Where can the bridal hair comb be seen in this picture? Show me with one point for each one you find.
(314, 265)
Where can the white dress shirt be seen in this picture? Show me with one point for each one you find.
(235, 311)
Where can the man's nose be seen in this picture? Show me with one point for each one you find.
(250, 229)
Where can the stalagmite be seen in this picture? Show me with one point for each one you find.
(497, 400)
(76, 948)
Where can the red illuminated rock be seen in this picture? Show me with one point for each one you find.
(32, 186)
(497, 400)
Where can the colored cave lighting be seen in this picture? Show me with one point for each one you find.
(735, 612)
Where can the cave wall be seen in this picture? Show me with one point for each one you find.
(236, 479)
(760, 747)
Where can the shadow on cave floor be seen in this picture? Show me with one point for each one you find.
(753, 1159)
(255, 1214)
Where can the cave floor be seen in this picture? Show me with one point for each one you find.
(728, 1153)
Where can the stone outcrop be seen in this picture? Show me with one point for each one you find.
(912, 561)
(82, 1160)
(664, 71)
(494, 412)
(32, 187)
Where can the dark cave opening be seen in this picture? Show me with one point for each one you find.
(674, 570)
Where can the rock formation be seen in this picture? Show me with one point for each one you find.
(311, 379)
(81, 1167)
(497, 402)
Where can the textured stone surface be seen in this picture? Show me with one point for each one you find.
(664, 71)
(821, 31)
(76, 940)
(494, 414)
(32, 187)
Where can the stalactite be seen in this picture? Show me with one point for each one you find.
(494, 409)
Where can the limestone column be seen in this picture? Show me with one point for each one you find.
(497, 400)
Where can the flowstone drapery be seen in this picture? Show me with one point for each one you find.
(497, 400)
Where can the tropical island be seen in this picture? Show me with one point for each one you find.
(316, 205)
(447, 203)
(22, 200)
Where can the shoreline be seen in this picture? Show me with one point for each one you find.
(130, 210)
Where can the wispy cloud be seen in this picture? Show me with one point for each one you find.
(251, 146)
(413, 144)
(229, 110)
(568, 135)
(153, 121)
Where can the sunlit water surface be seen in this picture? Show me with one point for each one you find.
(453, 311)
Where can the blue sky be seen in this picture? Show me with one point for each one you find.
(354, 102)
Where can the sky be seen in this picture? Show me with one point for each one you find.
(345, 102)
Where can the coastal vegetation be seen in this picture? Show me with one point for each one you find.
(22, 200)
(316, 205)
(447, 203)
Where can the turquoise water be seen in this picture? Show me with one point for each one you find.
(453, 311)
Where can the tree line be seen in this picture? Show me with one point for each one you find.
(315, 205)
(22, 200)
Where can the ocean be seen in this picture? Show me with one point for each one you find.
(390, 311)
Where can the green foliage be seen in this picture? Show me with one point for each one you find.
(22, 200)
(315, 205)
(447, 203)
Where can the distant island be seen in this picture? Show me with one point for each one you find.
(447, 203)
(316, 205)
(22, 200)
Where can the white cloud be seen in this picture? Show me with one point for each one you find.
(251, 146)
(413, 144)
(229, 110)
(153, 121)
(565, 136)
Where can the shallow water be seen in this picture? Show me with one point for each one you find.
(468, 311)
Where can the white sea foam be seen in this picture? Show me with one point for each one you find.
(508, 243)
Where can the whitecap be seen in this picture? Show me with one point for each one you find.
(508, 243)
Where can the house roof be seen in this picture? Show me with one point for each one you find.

+ + +

Task prompt:
Retype the line containing "Where can the sunlit" and all the lines after it, ending with the final line of the material, exactly.

Result below:
Where can the sunlit water surface be seen in this picture? Show me with one point for each one you find.
(453, 311)
Where can the blue sky be seen in this picture? Show me with one point for each one you find.
(354, 102)
Where can the sky be seen in this picture? Show me with one point for each one you find.
(345, 102)
Where can the coastal vegetation be seen in this picture? Show me with one point for each one you find.
(22, 200)
(316, 205)
(447, 203)
Where can the turquoise water be seen in this picture? Show me with one point for each one you find.
(453, 311)
Where can the tree line be seen in this picture? Show me with one point for each one you find.
(315, 205)
(22, 200)
Where can the ocean be seen in this picture? Show me with one point for each one you find.
(390, 311)
Where can the green foliage be seen in this picture? Show me with one point for each one you find.
(22, 200)
(315, 205)
(447, 203)
Where can the distant island be seen in this picture? Show me with one point for each one you find.
(447, 203)
(316, 205)
(22, 200)
Where can the white cloud be seen in this picture? Show me with one point for each one you find.
(251, 146)
(413, 144)
(229, 110)
(153, 121)
(565, 136)
Where can the shallow water be seen in this picture? Show me with one point for each one you find.
(468, 311)
Where can the white sea foam be seen in this picture? Show me with one point for each one you find.
(508, 243)
Where can the whitecap be seen in this picture? Show me with one point for each one you find.
(508, 243)
Where can the house roof be seen in this picture? Show me with one point for each one you find.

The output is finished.